_Listing_:
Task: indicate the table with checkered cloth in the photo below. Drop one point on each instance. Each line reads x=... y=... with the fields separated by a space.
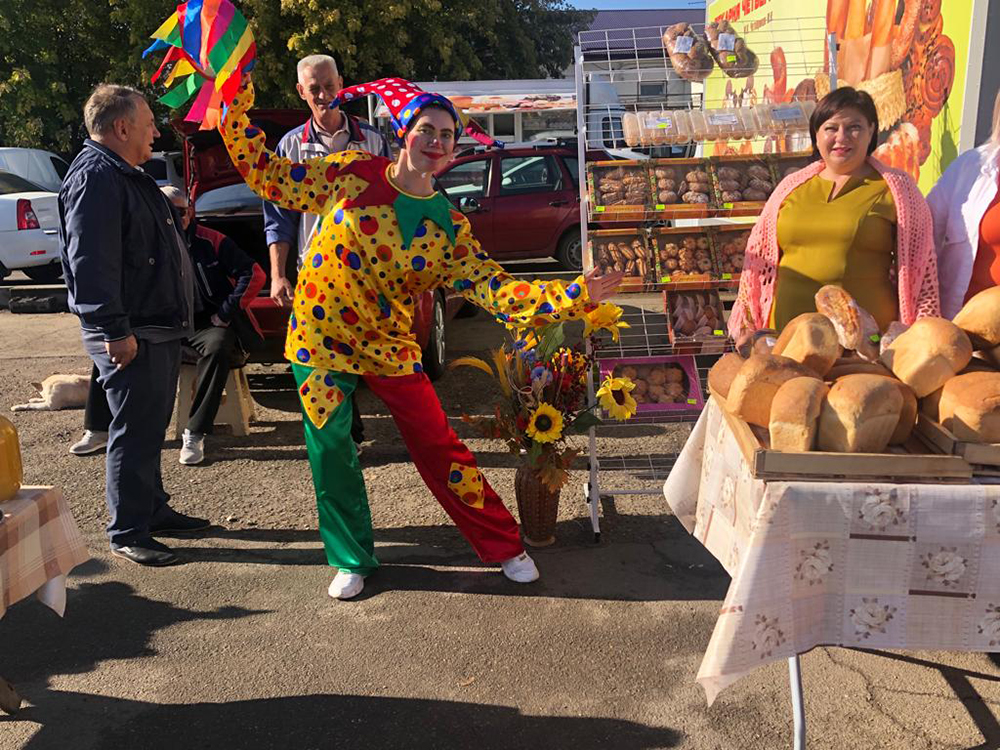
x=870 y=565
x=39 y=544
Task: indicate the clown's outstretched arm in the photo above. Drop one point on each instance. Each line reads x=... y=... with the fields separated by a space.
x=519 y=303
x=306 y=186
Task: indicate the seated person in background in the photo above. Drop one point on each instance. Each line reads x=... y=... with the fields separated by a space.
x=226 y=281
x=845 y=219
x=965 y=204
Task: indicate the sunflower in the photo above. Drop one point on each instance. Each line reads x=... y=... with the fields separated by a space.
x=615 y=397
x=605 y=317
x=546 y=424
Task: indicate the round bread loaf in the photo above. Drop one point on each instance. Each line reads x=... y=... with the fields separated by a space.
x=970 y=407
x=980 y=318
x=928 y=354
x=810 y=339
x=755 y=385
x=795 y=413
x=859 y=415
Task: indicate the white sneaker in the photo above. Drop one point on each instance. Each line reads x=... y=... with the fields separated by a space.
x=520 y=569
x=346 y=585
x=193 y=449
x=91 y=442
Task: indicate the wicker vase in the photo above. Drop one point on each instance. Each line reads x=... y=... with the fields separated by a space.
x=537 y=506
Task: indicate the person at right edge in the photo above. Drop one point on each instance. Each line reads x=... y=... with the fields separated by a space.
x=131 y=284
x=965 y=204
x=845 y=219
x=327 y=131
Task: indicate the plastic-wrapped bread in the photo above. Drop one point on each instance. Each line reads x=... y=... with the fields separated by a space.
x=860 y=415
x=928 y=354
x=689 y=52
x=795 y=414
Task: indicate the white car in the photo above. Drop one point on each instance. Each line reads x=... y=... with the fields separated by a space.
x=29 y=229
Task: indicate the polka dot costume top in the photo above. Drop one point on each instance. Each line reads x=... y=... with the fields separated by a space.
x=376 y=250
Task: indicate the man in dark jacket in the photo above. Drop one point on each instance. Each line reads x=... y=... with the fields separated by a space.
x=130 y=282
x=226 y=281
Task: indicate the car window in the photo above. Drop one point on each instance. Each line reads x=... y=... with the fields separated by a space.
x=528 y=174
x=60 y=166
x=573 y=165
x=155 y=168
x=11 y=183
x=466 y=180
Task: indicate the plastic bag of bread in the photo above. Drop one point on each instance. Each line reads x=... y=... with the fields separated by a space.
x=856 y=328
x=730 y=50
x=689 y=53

_Problem to work on_: Reproduce every entry above line for line, leaving out the picture marker.

_Exercise answer_:
Task: indicate the table with checkered cloth in the photo below. Drop one point on each instance. Each line reads x=... y=... with the fields separated by a space.
x=870 y=565
x=39 y=544
Task: indicate the clown's outstretched arm in the photo above. Drop one point on each instance. Each line reads x=... y=... with the fields separated by a space.
x=519 y=303
x=306 y=186
Task: indicate the seated person in background in the photo above. Drop one point on each instance. Each line reads x=... y=... with the fields separated by a space.
x=226 y=281
x=845 y=219
x=965 y=204
Task: indicate the sunflower in the photo above. Drop one point on each instance. Each line reads x=... y=... with the fields separated by a space.
x=615 y=397
x=605 y=317
x=546 y=424
Task: indicate the round bread loaf in the photo above. Drop one point on each instance. Each line reads x=... y=... with the fields separated by a space.
x=970 y=407
x=980 y=318
x=928 y=354
x=810 y=339
x=755 y=385
x=795 y=413
x=859 y=415
Task: indicate the white sneaker in the photo above. Drop one point on each instance. Each line reads x=... y=... with the fields separated by a space.
x=520 y=569
x=346 y=585
x=193 y=449
x=91 y=442
Task: indicate the wicker vase in the photo above. Drop one point on each instance. Each line reads x=... y=... with the fields separated by a space.
x=537 y=506
Task: indicate the person at right edge in the photo above. Drop one point on each instance. Each line reads x=... y=... with the fields separated by a space.
x=131 y=284
x=965 y=204
x=845 y=219
x=327 y=131
Task: indicate the plastic-wrapped bread in the photo above. Drop one point on each instance. Each line reads x=... y=... with the fields separated by a space.
x=860 y=415
x=928 y=354
x=689 y=52
x=795 y=414
Task: indicate the white car in the photo above. Drop one point on each instance. Each line reads x=... y=... with the fields separated by a space.
x=29 y=229
Task: indicate the polka dot costume top in the photo above. Drop one point on each instance. Each line reads x=... y=... with the fields separated by a space.
x=376 y=250
Task: indicate the man in dark jacket in the photo above. Drop one point on each instance. Each line reads x=... y=... with the fields separated by a space.
x=130 y=282
x=226 y=281
Task: indicate the car window in the photo above. Drop one point on each instance. Each line reads x=... y=... with the fields separated by a space.
x=528 y=174
x=60 y=166
x=573 y=165
x=155 y=168
x=11 y=183
x=466 y=180
Task: indicate the plastic bag of bread in the photo above. Drop one point on each instance. Each line reads x=... y=... with the fields separated by a space.
x=856 y=328
x=730 y=50
x=689 y=53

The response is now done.